What to work on:
Pick out every line in the rows below that contains the string "straw", and copy each such line in full. Case counts.

[A run of rows]
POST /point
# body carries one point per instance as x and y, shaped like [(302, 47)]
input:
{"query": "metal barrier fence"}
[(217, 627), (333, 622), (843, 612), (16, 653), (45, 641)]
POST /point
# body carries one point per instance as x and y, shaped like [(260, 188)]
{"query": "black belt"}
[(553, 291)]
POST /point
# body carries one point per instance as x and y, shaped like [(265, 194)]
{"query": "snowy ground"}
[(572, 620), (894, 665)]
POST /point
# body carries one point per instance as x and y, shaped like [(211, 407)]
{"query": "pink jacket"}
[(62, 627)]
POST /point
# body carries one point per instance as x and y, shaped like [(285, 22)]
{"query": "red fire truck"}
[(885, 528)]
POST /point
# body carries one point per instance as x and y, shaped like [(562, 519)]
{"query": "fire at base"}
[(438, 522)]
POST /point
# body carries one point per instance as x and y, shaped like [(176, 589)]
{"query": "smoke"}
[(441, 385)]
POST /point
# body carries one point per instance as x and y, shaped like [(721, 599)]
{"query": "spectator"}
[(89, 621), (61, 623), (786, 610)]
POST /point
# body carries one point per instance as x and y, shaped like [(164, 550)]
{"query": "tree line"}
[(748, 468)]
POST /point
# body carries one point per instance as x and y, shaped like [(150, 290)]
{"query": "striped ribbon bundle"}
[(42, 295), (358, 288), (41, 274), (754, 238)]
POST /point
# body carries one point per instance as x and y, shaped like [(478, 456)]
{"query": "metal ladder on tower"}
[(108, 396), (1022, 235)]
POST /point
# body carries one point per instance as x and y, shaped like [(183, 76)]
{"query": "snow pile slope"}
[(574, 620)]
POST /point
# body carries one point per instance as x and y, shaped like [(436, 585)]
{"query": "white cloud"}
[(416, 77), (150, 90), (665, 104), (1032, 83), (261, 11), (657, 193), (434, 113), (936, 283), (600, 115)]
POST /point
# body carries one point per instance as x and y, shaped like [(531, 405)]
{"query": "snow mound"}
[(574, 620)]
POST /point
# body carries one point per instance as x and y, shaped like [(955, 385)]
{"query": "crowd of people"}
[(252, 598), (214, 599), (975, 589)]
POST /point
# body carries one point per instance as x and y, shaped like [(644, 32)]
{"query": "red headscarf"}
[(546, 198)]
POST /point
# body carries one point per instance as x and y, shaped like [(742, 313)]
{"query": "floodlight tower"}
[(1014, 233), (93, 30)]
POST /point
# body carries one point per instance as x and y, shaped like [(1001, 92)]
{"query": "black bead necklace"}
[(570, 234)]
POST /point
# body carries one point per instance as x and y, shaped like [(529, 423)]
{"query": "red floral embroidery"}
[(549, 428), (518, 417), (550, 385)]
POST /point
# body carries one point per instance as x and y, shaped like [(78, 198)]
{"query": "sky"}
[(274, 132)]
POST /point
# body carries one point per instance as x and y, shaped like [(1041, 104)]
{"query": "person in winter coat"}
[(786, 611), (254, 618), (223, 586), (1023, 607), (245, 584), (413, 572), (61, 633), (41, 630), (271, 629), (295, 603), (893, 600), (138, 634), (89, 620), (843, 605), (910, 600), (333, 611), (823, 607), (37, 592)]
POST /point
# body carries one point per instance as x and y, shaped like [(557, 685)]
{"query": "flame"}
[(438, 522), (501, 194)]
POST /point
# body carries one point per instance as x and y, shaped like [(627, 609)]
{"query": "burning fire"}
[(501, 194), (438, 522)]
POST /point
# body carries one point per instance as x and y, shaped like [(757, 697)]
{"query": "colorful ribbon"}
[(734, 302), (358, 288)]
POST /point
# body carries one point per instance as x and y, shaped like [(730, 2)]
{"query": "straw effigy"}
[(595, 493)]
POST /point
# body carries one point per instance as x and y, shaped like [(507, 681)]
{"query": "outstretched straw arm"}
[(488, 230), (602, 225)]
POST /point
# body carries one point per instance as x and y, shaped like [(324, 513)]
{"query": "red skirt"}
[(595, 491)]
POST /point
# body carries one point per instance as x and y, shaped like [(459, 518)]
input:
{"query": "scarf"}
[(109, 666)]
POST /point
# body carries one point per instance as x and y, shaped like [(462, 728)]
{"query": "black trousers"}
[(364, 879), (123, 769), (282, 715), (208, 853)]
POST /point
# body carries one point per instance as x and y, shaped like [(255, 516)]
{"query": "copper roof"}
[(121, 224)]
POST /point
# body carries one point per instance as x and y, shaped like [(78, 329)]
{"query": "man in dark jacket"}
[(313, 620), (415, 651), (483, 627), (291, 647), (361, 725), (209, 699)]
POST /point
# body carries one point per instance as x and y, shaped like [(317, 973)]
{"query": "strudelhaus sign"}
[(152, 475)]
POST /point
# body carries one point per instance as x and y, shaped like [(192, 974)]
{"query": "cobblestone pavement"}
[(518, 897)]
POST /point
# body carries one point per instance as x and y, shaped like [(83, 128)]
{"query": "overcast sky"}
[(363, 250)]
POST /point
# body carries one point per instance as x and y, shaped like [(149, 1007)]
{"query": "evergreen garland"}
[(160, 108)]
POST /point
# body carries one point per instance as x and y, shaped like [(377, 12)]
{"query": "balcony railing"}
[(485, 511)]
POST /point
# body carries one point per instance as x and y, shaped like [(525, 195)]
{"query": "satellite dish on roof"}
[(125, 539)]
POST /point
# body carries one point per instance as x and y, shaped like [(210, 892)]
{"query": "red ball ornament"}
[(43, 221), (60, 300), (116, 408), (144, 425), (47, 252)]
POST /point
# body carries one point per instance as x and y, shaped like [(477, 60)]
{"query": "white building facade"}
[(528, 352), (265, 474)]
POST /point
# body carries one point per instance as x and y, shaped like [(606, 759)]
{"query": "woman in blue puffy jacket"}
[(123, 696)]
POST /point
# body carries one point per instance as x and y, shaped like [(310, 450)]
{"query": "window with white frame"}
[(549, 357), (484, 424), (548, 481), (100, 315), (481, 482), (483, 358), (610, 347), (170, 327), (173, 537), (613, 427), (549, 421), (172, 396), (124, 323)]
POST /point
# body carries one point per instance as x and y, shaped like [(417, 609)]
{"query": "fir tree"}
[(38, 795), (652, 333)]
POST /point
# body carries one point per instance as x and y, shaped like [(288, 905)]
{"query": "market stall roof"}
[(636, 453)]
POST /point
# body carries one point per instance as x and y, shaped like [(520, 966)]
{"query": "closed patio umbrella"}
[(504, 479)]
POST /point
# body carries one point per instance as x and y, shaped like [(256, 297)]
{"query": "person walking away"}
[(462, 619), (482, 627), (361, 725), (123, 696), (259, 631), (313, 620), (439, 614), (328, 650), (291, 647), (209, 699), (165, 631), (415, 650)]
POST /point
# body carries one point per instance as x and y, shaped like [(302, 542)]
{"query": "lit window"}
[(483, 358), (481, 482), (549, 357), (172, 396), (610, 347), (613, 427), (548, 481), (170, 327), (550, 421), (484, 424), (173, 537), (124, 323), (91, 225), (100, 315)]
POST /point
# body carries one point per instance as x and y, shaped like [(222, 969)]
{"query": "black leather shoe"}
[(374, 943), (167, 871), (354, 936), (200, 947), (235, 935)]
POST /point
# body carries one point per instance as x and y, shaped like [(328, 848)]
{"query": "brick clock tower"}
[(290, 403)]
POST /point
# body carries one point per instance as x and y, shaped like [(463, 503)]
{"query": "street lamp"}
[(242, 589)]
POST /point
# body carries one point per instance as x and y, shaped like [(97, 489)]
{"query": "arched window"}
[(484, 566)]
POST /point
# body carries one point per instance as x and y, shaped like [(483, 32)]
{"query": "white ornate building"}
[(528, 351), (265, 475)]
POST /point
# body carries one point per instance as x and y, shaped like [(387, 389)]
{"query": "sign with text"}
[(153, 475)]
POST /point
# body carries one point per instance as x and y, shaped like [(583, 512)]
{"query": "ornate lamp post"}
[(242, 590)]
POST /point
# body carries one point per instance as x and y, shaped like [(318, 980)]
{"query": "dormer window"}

Result for this exercise:
{"query": "straw effigy"}
{"query": "outstretched straw arm"}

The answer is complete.